Exercise task A
Answer these questions from the passage on functional training for older adults, giving each answer on its own line:
(i) What tasks are given as examples of Intermediate or Instrumental Activities of Daily Living?
(ii) Between which two categories does the older client most often seen by the personal trainer generally range?
(iii) Which two screening tests are named as standard in the industry?

Passage

-- BEGIN --

One of the more striking characteristics of the aging process is impaired motor performance (Wiswell et al.1990), which is demonstrated in the slowing of movements, the loss of fine coordination and a decrease in maximum strength. Training for real-life function as I'm using the term means helping clients regain or improve their ability to stand up, sit down and maintain general independence. These activities require coordination, synchronization and a certain amount of strength.
Functional tasks can range from the simplest self-care to executive-level occupational responsibilities (Reuben & Solomon 1989). To help clarify the description of these tasks, three categories of function have been defined:
Basic Activities of Daily Living (BADL) include bathing, eating, dressing, using the toilet, transferring from one place to another, and walking.
Intermediate or Instrumental Activities of Daily Living (IADL) include such tasks as cooking, shopping and light housework.
Advanced Activities of Daily Living (AADL) are recreational, occupational or community service functions.
The older client most often seen by the personal trainer will generally range between the IADL and AADL categories.
Evaluating Functional Ability
Analysis of functional ability does not require a lot of statistical normative data. Older adult clients are the least concerned about how they compare to the norm. Instead, they are very concerned with their own progress, which you can record and report.
When designing an exercise program for older adults, you can address functional tasks in the interview phase. You can usually determine clients' levels of independence by simply asking them about their ability to get out of bed, dress, prepare meals, shop and perform other daily activities.
A lot of information can also be acquired through observation of functional mobility. Does the person need assistance getting up from the floor or from a bench? Make your observations part of your notes.
Even if you are unsure of the individual's basic functional capabilities, using the typical screening tests considered it standard in our industry, such as the step test or bike ergometer, may actually be putting the cart before the horse. An older adult may not score well on a simple step test due to nonspecific joint pain, an inflamed tendinous attachment or muscle cramping-all of which are common in a deconditioned older adult.
Failing to complete the test makes the client feel worse. He or she may even leave the test facility in pain, which may increase the next day. After going to all this trouble, the trainer still doesn't have any more information, and may end up with one less client.

-- END --

Provided information

-- BEGIN --

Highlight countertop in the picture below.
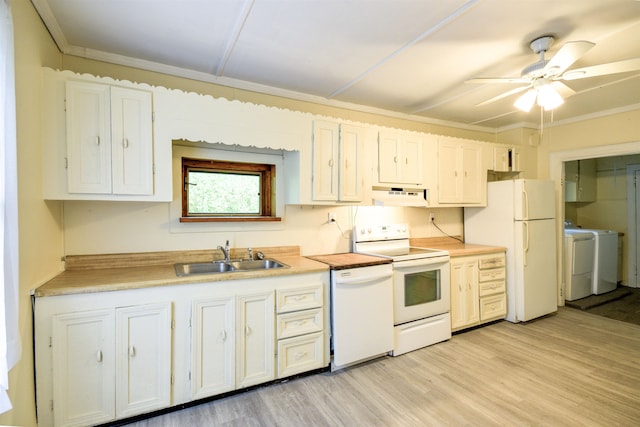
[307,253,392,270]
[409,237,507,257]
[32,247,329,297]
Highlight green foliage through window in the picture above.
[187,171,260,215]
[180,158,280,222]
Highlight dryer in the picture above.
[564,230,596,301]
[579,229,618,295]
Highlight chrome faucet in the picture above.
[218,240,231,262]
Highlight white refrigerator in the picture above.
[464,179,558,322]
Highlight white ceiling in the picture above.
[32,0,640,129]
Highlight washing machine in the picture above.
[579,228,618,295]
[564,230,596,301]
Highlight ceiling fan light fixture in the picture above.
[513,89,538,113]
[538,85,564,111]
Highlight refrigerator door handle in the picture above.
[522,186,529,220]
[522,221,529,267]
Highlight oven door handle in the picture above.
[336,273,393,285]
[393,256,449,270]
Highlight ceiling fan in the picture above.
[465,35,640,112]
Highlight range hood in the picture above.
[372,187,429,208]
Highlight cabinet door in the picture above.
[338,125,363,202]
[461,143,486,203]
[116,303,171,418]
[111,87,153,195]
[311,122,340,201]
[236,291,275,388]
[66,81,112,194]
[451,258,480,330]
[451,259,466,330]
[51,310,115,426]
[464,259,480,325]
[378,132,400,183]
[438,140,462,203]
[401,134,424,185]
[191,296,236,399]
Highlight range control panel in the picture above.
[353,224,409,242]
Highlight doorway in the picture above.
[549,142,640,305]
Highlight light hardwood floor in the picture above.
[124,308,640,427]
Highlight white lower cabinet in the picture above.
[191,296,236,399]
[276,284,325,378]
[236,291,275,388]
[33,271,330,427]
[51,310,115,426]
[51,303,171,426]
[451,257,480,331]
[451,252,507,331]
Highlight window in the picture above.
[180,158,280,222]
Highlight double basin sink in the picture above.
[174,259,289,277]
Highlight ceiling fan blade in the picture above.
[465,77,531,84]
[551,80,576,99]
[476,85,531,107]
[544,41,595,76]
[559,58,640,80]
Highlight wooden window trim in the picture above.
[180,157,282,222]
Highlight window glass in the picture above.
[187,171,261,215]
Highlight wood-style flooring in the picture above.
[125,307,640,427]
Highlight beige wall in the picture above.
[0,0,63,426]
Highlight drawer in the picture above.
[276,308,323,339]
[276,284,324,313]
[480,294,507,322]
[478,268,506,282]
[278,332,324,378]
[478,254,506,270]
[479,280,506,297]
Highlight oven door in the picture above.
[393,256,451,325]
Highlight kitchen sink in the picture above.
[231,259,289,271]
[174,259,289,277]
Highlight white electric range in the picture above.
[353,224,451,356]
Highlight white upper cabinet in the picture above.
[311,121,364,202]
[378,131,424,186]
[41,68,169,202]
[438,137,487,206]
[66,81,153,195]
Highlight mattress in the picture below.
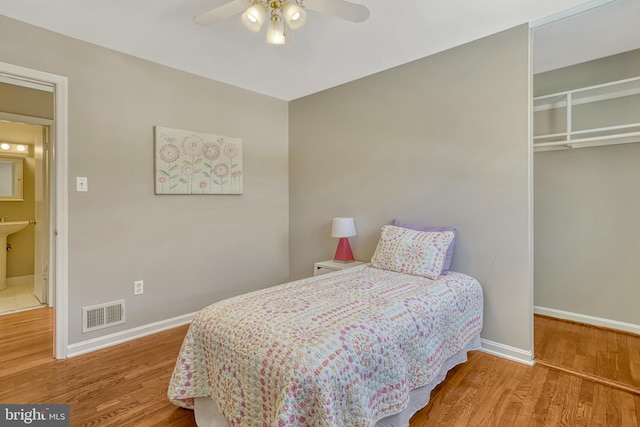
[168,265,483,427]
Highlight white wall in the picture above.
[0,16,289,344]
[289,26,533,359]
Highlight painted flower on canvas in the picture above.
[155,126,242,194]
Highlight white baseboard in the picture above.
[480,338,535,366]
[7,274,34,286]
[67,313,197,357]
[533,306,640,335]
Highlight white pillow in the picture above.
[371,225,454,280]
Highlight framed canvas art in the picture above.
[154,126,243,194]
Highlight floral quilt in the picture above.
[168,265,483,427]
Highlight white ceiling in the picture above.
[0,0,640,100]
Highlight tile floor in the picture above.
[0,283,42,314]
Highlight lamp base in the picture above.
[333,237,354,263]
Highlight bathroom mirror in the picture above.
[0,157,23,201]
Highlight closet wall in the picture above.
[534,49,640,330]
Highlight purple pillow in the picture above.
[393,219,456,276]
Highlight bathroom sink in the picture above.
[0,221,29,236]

-- END --
-- BEGIN --

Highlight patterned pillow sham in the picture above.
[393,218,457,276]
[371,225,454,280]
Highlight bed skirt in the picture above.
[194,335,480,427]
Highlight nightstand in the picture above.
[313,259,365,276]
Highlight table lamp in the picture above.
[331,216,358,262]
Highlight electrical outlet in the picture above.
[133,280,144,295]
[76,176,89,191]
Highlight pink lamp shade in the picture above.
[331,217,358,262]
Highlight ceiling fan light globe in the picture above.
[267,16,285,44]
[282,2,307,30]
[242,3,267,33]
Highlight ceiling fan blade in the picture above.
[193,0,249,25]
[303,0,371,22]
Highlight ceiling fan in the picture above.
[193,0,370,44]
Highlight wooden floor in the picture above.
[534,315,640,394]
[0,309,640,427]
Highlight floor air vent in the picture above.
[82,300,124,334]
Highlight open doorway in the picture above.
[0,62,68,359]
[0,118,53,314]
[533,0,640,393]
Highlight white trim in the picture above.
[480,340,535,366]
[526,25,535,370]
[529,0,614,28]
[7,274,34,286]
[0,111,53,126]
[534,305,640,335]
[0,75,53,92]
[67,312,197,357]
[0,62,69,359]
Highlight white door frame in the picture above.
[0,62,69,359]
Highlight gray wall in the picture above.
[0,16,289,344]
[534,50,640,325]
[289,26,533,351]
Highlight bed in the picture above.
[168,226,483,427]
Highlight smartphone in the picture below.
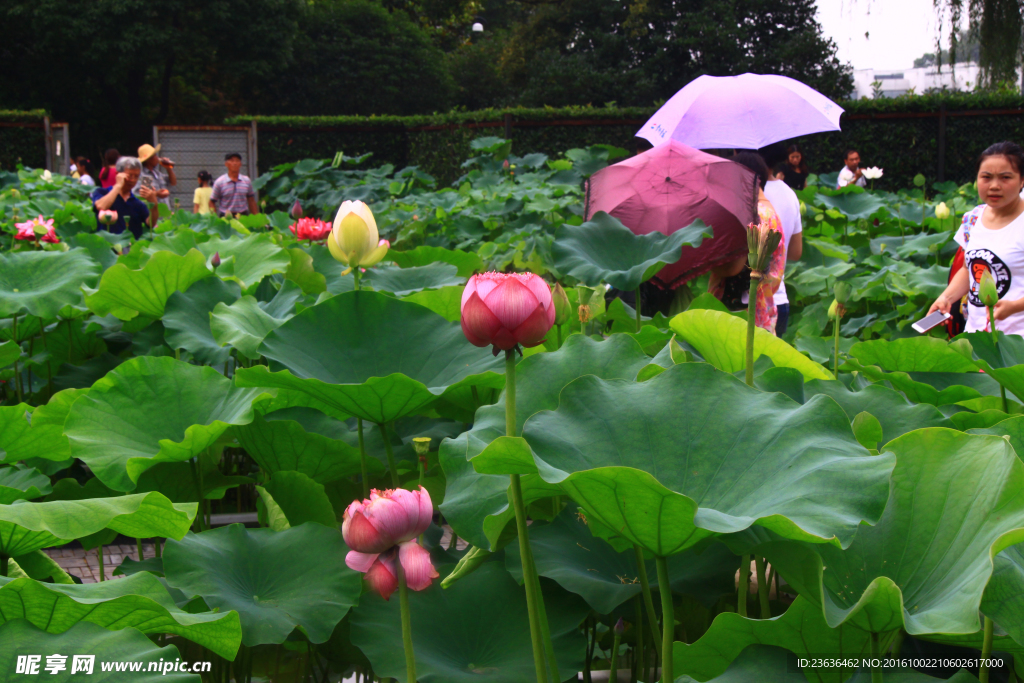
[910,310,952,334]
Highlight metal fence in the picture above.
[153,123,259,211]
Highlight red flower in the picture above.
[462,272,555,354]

-- END --

Exercise task B
Rewrite the entries from the line with "Highlight chrome faucet in the picture above." up to and including the line with "[522,221,529,267]". Add 101 to every number in the answer coordinates, and leave all other lines unchanged.

Result A
(i) Cooking, shopping and light housework.
(ii) Between the IADL and AADL categories.
(iii) The step test and the bike ergometer.

Result B
Highlight chrome faucet in the picture above.
[319,341,332,363]
Highlight white refrigerator in the picture above.
[565,280,659,423]
Highlight white ceiling in the picture above.
[133,101,741,230]
Highlight washing machine in the picture above.
[680,329,719,396]
[665,331,697,402]
Highlight ceiling fan light fixture in the picture above.
[614,190,639,214]
[639,186,665,212]
Highlight refrigerator door handle in the picture above.
[623,287,630,321]
[623,322,630,368]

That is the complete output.